- REQUIREMENT:
Repeat the listing in full. Nothing may be added or left out.

════════════════════

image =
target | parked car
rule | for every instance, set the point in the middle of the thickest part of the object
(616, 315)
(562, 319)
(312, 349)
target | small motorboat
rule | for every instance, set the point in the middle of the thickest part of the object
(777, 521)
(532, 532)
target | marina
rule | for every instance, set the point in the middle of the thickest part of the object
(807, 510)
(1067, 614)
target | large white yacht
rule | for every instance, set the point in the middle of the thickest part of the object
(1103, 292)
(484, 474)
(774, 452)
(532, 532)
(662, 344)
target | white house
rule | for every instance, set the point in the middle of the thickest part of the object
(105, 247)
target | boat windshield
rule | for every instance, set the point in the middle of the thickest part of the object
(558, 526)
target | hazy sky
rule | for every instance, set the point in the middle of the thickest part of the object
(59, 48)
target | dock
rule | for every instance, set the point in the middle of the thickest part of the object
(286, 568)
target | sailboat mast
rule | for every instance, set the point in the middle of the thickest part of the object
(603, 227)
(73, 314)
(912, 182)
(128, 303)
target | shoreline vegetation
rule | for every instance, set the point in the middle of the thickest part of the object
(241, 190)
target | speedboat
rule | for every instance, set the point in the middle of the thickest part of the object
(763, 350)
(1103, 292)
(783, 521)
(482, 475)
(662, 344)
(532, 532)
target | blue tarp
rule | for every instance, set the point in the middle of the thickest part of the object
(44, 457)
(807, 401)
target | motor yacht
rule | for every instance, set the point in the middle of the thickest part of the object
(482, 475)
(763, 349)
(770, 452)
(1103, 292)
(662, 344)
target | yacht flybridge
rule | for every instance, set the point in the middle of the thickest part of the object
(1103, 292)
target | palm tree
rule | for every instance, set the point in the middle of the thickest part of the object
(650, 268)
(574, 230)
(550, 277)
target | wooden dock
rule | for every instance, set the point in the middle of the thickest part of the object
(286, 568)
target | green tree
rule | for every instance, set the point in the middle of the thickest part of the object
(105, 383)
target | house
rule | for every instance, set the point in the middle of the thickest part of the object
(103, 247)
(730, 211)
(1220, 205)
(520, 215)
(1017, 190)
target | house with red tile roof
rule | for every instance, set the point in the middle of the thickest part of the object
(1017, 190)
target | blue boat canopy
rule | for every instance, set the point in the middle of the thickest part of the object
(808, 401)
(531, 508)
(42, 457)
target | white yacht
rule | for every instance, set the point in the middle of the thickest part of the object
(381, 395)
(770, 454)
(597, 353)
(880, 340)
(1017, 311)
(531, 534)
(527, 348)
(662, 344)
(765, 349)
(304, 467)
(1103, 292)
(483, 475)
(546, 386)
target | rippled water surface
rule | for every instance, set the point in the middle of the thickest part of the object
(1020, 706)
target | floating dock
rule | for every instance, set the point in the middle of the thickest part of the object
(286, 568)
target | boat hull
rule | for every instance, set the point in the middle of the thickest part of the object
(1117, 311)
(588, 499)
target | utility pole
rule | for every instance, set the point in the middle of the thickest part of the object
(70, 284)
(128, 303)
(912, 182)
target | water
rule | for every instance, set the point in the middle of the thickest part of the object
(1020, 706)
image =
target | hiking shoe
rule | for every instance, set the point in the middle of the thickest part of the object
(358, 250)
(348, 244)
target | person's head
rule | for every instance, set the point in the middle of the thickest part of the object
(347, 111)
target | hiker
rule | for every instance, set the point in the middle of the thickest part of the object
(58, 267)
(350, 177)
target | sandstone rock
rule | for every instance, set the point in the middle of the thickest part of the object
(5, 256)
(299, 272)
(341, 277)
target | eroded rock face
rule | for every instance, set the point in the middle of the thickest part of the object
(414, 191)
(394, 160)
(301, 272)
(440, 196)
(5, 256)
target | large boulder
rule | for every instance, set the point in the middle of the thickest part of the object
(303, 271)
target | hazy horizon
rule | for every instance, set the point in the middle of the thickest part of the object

════════════════════

- TASK RESPONSE:
image =
target | parked car
rule | for every instance, set the point in the middle of the thickest part of the object
(616, 315)
(562, 319)
(312, 349)
target | small motorboat
rule | for every instance, set the point in the middle of the thickest part of the object
(777, 521)
(532, 532)
target | marina
rule | for every instance, set the point in the middle of the thickest part of the object
(807, 510)
(1067, 614)
target | large white yacht
rule | for every instance, set the point in the middle of the thickest part of the object
(1103, 292)
(484, 474)
(774, 452)
(532, 532)
(662, 344)
target | white house
rule | for every instance, set the point in the middle of the thickest part of the object
(105, 247)
target | boat windshield
rule | for every instance, set the point in the middle of the thickest part of the object
(558, 526)
target | hazy sky
rule | for every instance, set the point in the middle of the thickest part of the object
(59, 48)
target | dock
rule | for every instance, set the point in the middle of the thickest part of the object
(286, 568)
target | sailboat mast
rule | for every instance, set the point in the middle of the thickest part of the object
(603, 227)
(73, 314)
(912, 182)
(128, 303)
target | shoreline vegetation
rule | for every instance, set the point in the middle of the thickest part of the object
(241, 190)
target | speedboat
rule | for every instance, set the point in the middle of the thickest part of the object
(763, 350)
(1103, 292)
(783, 521)
(482, 475)
(662, 344)
(532, 532)
target | blue tarp
rule | for every instance, set the point in the middle of the thickest part of the object
(44, 457)
(807, 401)
target | motor yacht
rule | for every instance, set the point in the middle of the thickest part of the object
(482, 475)
(763, 349)
(770, 452)
(1103, 292)
(662, 344)
target | yacht flybridge
rule | for every instance, set the point in the middle of the thickest part of the object
(1103, 292)
target | palm tree
rule | for every instance, set the point in the middle of the thickest part of the object
(650, 268)
(574, 230)
(550, 277)
target | wooden dock
rule | for every instance, set the point in the middle of the thickest part of the object
(286, 568)
target | green tree
rule | for every instance, set the point in the middle of the thickest part of the object
(105, 383)
target | house
rule | for every instance, set the point in the middle of the thickest part of the object
(103, 247)
(730, 211)
(1220, 205)
(520, 215)
(1017, 190)
target | house with red tile roof
rule | for every instance, set the point in the middle of the thickest part of the object
(1017, 190)
target | blue boat canopy
rule | for every instance, set the point in the middle of the thickest part of the object
(808, 401)
(531, 508)
(42, 457)
target | white yacht
rule | for every instance, set the point in the middle of the thickest part of the object
(381, 395)
(770, 454)
(597, 353)
(880, 340)
(1017, 311)
(531, 534)
(527, 348)
(662, 344)
(765, 349)
(304, 467)
(1103, 292)
(483, 475)
(546, 386)
target | rippled water surface
rule | for every instance, set the point in the middle of the thickest part of the object
(1020, 706)
target | floating dock
rule | for every instance, set the point in the middle of the thickest part of the object
(286, 568)
target | boat hull
rule | for every instance, set the point in the middle of the thickest part of the object
(1117, 311)
(588, 499)
target | utility pole
rule | for every instance, set the point in the middle of the thickest part of the object
(70, 284)
(128, 303)
(912, 182)
target | water
rule | for every instance, set the point in the middle of the thickest part of the object
(1020, 706)
image =
target | hiking shoe
rule | for every instance, set the point in the middle of the thickest part of the object
(358, 250)
(348, 244)
target | person's head
rule | for every instance, set the point in the middle of the thickest part of the object
(347, 111)
target | hiker
rule | for every instance, set the point in the middle of the thickest part of the object
(58, 267)
(350, 177)
target | sandstone rock
rule | for every instance, set the point in the middle of the thickest part of the object
(5, 256)
(299, 272)
(341, 277)
target | eroded rock face
rule | for every instance, set the point in the middle of the thickest part of the object
(414, 191)
(394, 160)
(301, 272)
(440, 196)
(5, 256)
target | large boulder
rule | for every instance, set the point in the middle of the thickest part of the object
(303, 271)
target | hazy horizon
rule | for every instance, set the point in the middle of the thickest part of the object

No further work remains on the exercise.